BEGIN STORED DATA
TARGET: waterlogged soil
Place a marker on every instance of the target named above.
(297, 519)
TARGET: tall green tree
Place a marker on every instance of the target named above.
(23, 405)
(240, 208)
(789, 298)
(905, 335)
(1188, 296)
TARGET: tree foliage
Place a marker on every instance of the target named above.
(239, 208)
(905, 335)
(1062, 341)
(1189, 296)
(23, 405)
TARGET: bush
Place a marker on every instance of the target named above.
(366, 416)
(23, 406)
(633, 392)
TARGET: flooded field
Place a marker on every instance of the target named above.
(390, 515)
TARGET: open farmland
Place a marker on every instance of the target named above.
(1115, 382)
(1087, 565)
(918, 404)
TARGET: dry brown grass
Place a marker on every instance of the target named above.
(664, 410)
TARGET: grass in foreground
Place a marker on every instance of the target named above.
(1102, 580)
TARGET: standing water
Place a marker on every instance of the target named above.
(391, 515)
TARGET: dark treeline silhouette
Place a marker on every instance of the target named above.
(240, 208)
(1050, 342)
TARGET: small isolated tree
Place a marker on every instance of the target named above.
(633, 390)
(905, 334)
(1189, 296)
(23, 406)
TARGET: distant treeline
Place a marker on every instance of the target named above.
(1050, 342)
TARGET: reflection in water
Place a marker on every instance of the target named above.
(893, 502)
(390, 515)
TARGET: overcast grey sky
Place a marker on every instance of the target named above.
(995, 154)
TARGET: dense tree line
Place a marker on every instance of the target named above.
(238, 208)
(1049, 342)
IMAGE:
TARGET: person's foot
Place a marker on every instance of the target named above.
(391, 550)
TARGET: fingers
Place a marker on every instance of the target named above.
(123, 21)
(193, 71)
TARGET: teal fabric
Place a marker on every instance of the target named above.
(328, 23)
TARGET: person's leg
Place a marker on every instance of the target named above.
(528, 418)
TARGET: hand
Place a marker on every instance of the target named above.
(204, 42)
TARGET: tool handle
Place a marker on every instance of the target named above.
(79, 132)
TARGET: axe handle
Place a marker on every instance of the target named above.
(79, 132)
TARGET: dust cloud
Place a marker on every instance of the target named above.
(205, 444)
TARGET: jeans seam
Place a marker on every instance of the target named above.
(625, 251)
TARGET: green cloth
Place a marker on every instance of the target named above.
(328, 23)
END STORED DATA
- [WHAT THE TASK ASKS]: Repeat every entry exactly, please.

- [ANSWER TO THE PROBLEM]:
TARGET: waterlogged soil
Place a marker on every instance of the target named above.
(297, 519)
TARGET: tall green tree
Place a marker on every instance of the target named above.
(23, 405)
(240, 208)
(789, 298)
(905, 335)
(1188, 296)
TARGET: tree foliage
Place a marker on every instance of the target named above.
(239, 208)
(905, 335)
(1062, 341)
(1189, 296)
(23, 405)
TARGET: bush
Place a marker on every instance of the target named above.
(366, 416)
(23, 406)
(633, 392)
TARGET: flooded field
Place a marker on every instance of the target named above.
(390, 515)
TARGET: open farmland
Place a marker on every instance of the target named above.
(1115, 382)
(1087, 565)
(918, 404)
TARGET: dry brown grass
Place a marker on every instance of the target named above.
(664, 410)
TARGET: grass in foreground
Place a marker on every instance of the target named above.
(1102, 580)
TARGET: standing water
Place a marker on every instance of the target named above.
(391, 515)
TARGET: dark treeline silhouette
Place a marker on every instance of the target named above.
(240, 208)
(1050, 342)
TARGET: small isolated tree
Place a marker on every instance of the target named above.
(633, 390)
(905, 334)
(1189, 296)
(23, 406)
TARGET: distant treeline
Place a marker on every instance of the target named above.
(1050, 342)
TARGET: reflection in water
Place a marker on every instance of the target named above.
(893, 502)
(390, 515)
TARGET: overcast grey sky
Place a marker on every instance of the target named above.
(995, 154)
TARGET: dense tree line
Place a marker on every instance of the target named above.
(238, 208)
(1049, 342)
IMAGE:
TARGET: person's foot
Place a marker on every instance of the target named above.
(391, 550)
TARGET: fingers
Place a marker on every instance of the target named above.
(123, 21)
(193, 71)
TARGET: teal fabric
Place a marker on every instance of the target named above.
(328, 23)
TARGET: person's leg
Place a marker on every instance of the target named above.
(528, 418)
TARGET: hand
Place a marker on every instance of the target named above.
(204, 42)
TARGET: tool handle
Place a marker on every instance of the target named above.
(79, 132)
TARGET: axe handle
Place a marker on every instance of the target named above.
(79, 132)
TARGET: dust cloud
Place a marker on every instance of the target named above.
(205, 444)
TARGET: jeans seam
Place a marker on every instance of the target named above.
(625, 251)
TARGET: green cloth
Place a marker on every instance of the target named above.
(328, 23)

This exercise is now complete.